> **INFORMATION PROVIDED**:
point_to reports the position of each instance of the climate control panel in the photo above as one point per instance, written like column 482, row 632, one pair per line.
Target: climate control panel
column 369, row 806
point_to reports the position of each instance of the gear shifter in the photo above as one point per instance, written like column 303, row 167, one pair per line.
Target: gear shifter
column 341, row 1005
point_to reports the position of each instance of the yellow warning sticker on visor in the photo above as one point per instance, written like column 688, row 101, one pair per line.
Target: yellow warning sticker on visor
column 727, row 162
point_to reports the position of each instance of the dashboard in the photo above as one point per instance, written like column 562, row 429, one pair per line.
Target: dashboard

> **WRITTEN TASK**:
Copy all of the data above word for word, every line.

> **RESULT OF THE EXERCISE**:
point_to reports the position of each instance of the climate control panel in the photo above as one point per instance, written like column 482, row 632, one pair per line.
Target: climate control panel
column 369, row 806
point_to reports the position of each instance of the gear shifter in the photo above as one point per instance, written like column 303, row 167, one pair per line.
Target: gear shifter
column 341, row 1005
point_to reports the position of each instance of the yellow warning sticker on visor in the photo above as one point per instance, written like column 688, row 101, one pair per line.
Target: yellow warning sticker on visor
column 727, row 162
point_to reports the position of each instance of the dashboard in the photo above as one point per instance, written like column 562, row 429, one pair per line.
Target: dashboard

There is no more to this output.